▸ CONSIGNES DE L'EXERCICE
Répondez à ces trois questions à l'aide de l'extrait sur l'évolution du système financier international :
1. À partir de quelle année s'est fait le passage aux changes flottants ?
2. Quels sont les trois « D » qui caractérisent la libéralisation des systèmes financiers nationaux ?
3. En quelle année le Nasdaq a-t-il été créé ?

▸ EXTRAIT À LIRE
--------------------
Le système financier international a connu au cours de ces trois dernières décennies, d'importantes mutations accélérées notamment par l'essor des technologies de l'information et de la communication, qui ont profondément modifiés les modalités de formulation et de mise en oeuvre des politiques économiques. Ces mutations désignent la profonde évolution des systèmes financiers amorcée dès les années 1970 dans les pays anglo-saxons, les années 1980 pour les pays européens et les années 1990 dans beaucoup de pays émergents (Romey,2004). Il s'agit d'une évolution relative à la conjoncture actuelle qui trouve son explication dans le rétablissement des équilibres macroéconomiques et l'ajustement financier. A cet effet, le passage aux changes flottants à partir de 1973, le changement de contexte macro-économique (chocs et contre chocs énergétiques, ralentissement de la croissance, creusement des déficits publics),ont conduit à partir du début des années 1980, les pouvoirs publics à modifier le cadre institutionnel mis en place au lendemain de la seconde guerre mondiale. C'est ainsi que les missions des banques centrales, des banques de second rang, mais aussi des institutions financières internationales se sont modifiées progressivement. Aussi, on est passé dans de nombreux pays, d'un système financier centralisé à un système financier décentralisé. Cette dernière évolution s'est traduite par l'apparition des marchés émergents dans de nombreuses économies en développement .Les pays développés se sont orientés vers l'économie de marché en s'engageant dans la désintermédiation, tandis que les pays en développement parachèvent la libéralisation financière.

Dès lors, il s'est observé dans la sphère financière internationale, deux faits majeurs qui ont particulièrement marqué son évolution.

Il y a, d'une part, la globalisation financière qui s'est accompagnée d'une libéralisation des systèmes financiers nationaux. Cette libéralisation se caractérise par ce qu'il est convenu d'appeler le phénomène des trois « D » : décloisonnement, désintermédiation, dérèglement.

Il y a, d'autre part, l'accélération des innovations financières dont, le développement ne s'est pas effectué partout au même rythme. Les pays anglo-saxons (Etats-Unis, Canada, Angleterre) ont été leaders en la matière avec notamment la création du Nasdaq en 1971, celle des marchés organisés d'options à Chicago en 1973 et à Londres en 1978 (Romey, 2004).Les pays européens ont suivi dans les années 1980, puis les pays émergents dans les années 1990.A l'origine de cette transformation, deux types d'initiatives, l'initiative privée, surtout dans le cas des pays anglo-saxons, avec une accélération sans précédent d'innovations financières introduites le plus souvent par les institutions financières (Silber, 1983)1(*). L'initiative publique a dominé notamment dans les pays européens soucieux de rattraper le retard de leur place financière par rapport aux pays en avance. Progressivement, les marchés financiers se sont développés, les banques ont suivi le même mouvement en formant des conglomérats2(*) financiers multispécialisés. La banque est devenue une industrie et se préoccupe non seulement de sa fonction d'intermédiation, mais aussi de la tenue de ses marges et de son taux de profitabilité Bekolo Ebé (1998). Elle est passée de la banque universelle à la banque éclatée incluant à cet effet la sous traitance.
--------------------
▸ INFORMATIONS FOURNIES
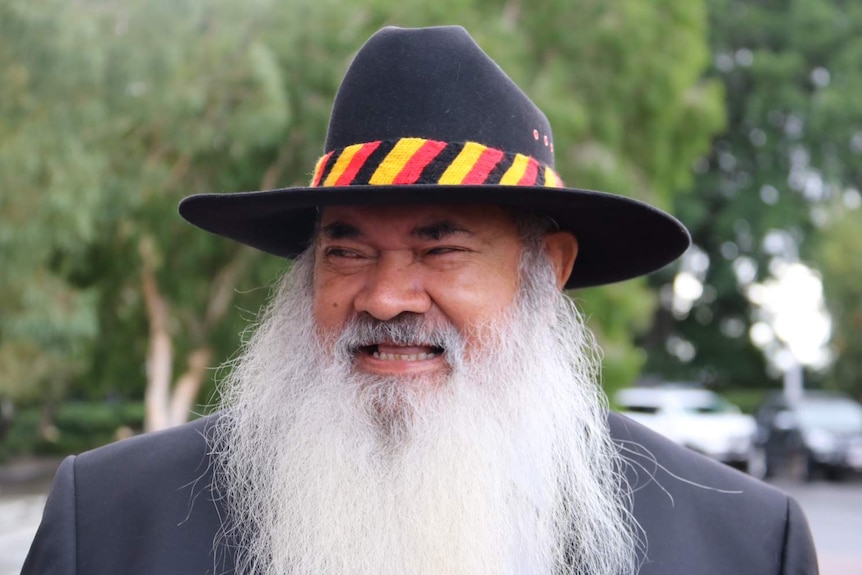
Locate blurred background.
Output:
[0,0,862,572]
--------------------
▸ RÉPONSE ATTENDUE
1. À partir de 1973.
2. Le décloisonnement, la désintermédiation et le dérèglement.
3. En 1971.